| BRIEF |
In the text on building hyper local communities, what is the very simple reason almost everyone fails at building community?

| TEXT SEGMENT |
Start

How many of you are working on building hyper local communities for your neighborhood or city?

I’ll take a guess and say “everyone” (at least to the agents and brokers reading).

How many of you understand community building?

I’m guessing the answer is “not many”.

Finally, how many have executed on that understanding and succeeded building a vibrant hyper local community?

Likely, and unfortunately, the answer is likely “virtually no one”.

Community building should be one of, if not the most, important aspect of your marketing plan. If you don’t have community, you are going to fail over time. There’s simply no other way to differentiate yourself in the sea of crap online.

But almost everyone fails building community for a very simple reason.

It’s hard work. Team that with the fact that most don’t take a long term approach to their business and you have yourself a lethal combo to failure.

What do you need to succeed building a hyper local community? Richard Millington sums it up nicely:

What we need is a genuine community building approach. You identify your first members, initiate discussions, invite members to participate in those discussions, write content about what’s happening in the community, and repeat as you grow.

End

A data block:
Start

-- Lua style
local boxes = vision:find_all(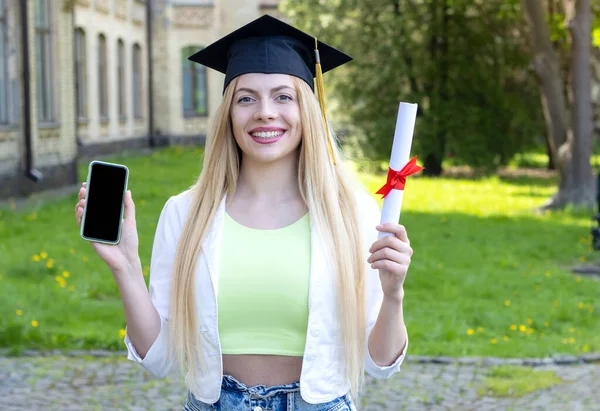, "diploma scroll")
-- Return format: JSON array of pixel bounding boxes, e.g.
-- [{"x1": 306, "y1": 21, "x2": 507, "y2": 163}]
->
[{"x1": 378, "y1": 102, "x2": 422, "y2": 239}]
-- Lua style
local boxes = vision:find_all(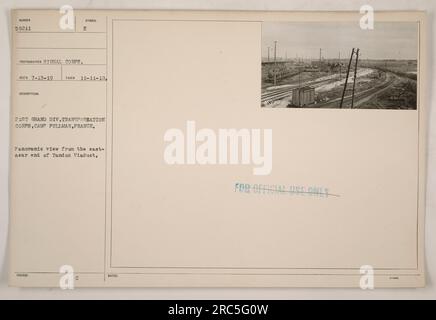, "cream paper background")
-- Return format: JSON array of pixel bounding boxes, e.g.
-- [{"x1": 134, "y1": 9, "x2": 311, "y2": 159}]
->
[{"x1": 0, "y1": 0, "x2": 434, "y2": 298}]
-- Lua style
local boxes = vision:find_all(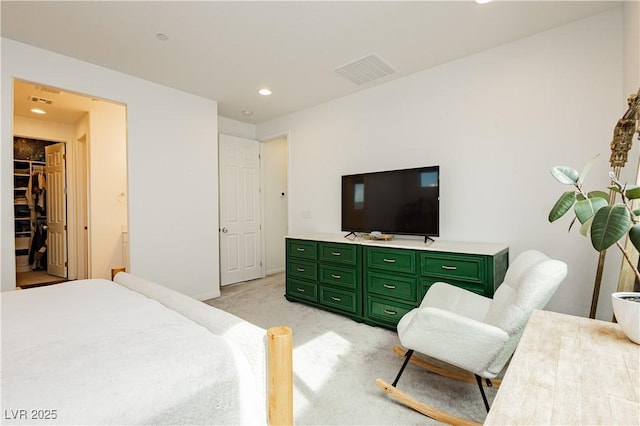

End

| FINISHED TASK |
It's hard work.